## Metin alıntısı:
Toplumcu gerçekçi çizginin ağırlıkta olduğu yıllarda hikâye yazmaya adım atan Haldun Taner ise, ideolojiyi ön plana çıkarmayan ancak toplum gerçeklerinden de uzağa düşmeyen hem toplumcu hem de bireysel yazdığı ironi dozu yoğun olan kısa hikâyeleriyle öne çıkan bir yazar olarak dikkat çeker. İroniyle gerek toplumun gerek bireyin çelişkisini, ikiyüzlülüğünü, umursamazlığını ve değişimini/ dönüşümünü gözler önüne getirmeye çalışır.

(4)

## Gösterilen veri:
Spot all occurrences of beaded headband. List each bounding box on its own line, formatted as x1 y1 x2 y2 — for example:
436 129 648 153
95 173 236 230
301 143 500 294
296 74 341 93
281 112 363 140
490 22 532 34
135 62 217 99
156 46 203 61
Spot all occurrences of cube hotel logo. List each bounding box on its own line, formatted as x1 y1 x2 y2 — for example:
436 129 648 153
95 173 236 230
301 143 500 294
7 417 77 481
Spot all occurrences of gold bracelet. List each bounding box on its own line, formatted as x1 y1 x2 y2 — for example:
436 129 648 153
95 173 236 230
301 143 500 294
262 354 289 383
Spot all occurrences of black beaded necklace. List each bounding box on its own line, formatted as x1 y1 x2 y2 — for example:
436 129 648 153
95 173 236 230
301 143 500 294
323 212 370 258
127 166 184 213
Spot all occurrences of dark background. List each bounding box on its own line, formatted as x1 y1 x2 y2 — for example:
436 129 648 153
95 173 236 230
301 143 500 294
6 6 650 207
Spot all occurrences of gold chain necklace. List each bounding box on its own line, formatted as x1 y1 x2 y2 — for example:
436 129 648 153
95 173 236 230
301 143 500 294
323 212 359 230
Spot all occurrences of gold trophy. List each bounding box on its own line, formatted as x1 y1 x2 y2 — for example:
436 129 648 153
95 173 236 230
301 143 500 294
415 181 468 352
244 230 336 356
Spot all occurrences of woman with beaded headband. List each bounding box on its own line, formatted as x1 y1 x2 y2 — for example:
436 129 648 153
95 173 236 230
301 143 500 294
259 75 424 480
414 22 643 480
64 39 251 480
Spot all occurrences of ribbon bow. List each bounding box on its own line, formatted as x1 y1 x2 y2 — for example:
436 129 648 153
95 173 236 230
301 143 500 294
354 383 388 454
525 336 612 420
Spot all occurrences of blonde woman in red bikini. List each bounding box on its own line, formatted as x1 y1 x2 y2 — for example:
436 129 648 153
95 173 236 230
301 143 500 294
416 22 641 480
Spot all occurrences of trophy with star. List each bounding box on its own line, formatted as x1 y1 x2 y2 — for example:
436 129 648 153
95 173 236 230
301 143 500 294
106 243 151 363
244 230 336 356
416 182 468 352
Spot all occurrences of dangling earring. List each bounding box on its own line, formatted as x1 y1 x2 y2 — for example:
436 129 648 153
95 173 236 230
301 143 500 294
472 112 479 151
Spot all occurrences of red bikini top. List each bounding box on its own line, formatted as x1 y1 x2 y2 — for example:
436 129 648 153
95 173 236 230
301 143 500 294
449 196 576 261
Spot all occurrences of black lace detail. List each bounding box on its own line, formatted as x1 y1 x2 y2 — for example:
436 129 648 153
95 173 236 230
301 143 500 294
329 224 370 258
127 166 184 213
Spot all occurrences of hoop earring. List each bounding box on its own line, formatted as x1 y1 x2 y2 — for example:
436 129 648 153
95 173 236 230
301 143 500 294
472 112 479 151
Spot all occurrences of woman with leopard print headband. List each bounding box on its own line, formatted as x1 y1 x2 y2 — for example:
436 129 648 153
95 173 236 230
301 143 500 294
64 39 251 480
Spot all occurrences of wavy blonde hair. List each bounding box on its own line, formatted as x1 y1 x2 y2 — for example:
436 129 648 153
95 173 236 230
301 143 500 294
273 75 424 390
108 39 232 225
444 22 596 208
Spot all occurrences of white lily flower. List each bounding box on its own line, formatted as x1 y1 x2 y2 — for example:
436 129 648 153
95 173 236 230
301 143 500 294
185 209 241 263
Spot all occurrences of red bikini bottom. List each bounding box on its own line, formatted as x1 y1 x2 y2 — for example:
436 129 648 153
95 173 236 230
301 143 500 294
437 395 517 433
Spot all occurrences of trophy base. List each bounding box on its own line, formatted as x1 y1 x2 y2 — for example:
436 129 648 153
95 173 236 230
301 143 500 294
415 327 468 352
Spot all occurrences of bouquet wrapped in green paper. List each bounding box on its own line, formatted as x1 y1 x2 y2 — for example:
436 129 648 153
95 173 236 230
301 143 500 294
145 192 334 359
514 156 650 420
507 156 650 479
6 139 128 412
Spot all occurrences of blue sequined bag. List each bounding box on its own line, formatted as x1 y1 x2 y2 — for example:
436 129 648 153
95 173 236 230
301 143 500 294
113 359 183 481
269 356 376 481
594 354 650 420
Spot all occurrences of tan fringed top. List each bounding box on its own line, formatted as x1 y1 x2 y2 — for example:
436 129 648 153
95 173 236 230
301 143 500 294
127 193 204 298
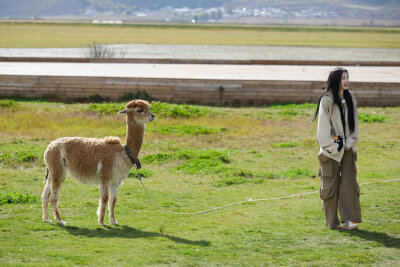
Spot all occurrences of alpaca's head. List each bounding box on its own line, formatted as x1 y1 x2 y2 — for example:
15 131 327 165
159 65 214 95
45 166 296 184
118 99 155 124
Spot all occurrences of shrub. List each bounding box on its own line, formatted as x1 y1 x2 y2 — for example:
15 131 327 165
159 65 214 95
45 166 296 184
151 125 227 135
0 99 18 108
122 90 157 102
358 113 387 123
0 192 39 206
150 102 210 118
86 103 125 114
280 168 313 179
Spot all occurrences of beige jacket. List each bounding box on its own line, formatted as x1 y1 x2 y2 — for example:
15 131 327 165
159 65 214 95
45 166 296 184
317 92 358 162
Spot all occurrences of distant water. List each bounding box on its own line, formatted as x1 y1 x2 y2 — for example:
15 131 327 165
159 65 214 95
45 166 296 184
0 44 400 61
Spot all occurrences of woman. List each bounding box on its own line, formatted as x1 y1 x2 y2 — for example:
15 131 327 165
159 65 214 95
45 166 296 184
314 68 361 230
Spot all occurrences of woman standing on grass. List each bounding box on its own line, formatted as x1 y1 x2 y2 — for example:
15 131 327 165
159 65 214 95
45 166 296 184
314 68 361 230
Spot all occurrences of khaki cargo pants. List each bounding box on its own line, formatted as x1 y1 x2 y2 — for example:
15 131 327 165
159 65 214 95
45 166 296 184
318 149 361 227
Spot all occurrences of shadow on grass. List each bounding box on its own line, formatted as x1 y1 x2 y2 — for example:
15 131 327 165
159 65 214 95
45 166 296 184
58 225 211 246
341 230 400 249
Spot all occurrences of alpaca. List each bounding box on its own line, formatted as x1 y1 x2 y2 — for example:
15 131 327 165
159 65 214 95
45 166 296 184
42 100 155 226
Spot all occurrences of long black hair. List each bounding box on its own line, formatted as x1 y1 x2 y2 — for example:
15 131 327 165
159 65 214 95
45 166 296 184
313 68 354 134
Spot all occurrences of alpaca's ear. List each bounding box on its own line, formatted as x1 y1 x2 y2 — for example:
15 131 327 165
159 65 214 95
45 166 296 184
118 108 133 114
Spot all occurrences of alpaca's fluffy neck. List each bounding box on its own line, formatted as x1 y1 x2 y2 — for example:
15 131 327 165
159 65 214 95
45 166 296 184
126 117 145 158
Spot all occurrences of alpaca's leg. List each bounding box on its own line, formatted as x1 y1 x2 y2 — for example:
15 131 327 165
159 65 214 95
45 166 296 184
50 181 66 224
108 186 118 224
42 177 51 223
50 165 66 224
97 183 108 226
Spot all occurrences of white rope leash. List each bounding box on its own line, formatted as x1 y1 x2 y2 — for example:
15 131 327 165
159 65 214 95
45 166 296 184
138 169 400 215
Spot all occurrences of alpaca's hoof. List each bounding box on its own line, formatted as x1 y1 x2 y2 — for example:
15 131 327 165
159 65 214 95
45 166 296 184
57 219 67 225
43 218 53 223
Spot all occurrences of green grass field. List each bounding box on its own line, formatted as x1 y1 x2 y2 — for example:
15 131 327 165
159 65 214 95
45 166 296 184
--
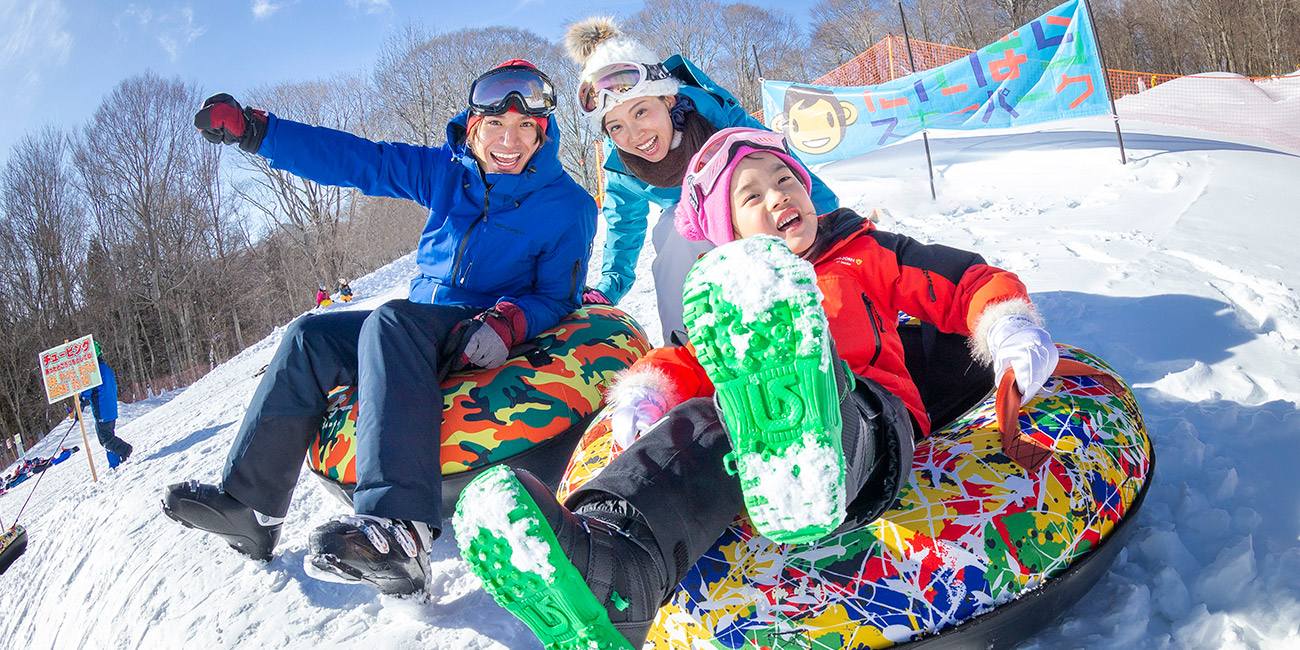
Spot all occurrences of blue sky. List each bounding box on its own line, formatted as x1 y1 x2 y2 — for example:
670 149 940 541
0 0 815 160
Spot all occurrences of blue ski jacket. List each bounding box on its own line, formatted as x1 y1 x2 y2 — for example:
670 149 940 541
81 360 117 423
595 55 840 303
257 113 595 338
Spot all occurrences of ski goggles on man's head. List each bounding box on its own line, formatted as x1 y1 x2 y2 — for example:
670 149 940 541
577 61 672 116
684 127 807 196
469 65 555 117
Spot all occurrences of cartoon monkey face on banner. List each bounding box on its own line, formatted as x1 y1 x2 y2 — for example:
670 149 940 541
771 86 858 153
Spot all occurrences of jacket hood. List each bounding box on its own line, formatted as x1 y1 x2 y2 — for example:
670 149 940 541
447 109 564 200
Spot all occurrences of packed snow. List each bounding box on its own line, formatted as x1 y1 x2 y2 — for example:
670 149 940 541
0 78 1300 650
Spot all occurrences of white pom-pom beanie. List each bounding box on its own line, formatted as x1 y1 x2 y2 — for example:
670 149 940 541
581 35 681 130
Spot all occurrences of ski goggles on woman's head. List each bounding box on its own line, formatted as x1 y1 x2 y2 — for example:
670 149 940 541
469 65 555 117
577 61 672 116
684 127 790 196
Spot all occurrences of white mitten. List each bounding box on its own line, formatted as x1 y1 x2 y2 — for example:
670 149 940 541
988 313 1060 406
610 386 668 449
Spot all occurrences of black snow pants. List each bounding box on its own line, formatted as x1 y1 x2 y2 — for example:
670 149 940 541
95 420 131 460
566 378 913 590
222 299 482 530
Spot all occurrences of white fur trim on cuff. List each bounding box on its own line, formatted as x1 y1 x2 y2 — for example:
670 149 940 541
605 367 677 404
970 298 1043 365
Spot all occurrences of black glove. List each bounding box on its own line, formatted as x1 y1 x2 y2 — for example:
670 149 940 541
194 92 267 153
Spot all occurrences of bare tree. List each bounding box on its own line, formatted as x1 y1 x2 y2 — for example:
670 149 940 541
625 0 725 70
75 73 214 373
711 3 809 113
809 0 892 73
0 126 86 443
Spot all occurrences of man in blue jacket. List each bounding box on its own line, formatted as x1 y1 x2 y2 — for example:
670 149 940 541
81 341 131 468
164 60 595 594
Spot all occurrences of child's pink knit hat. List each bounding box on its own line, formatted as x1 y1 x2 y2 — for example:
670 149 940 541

## Yapılacak iş:
Haldun Taner üzerine olan metne göre, Taner ironiyle toplumun ve bireyin hangi yönlerini gözler önüne getirmeye çalışır?

## Tam yanıt:
Çelişkisini, ikiyüzlülüğünü, umursamazlığını ve değişimini/dönüşümünü.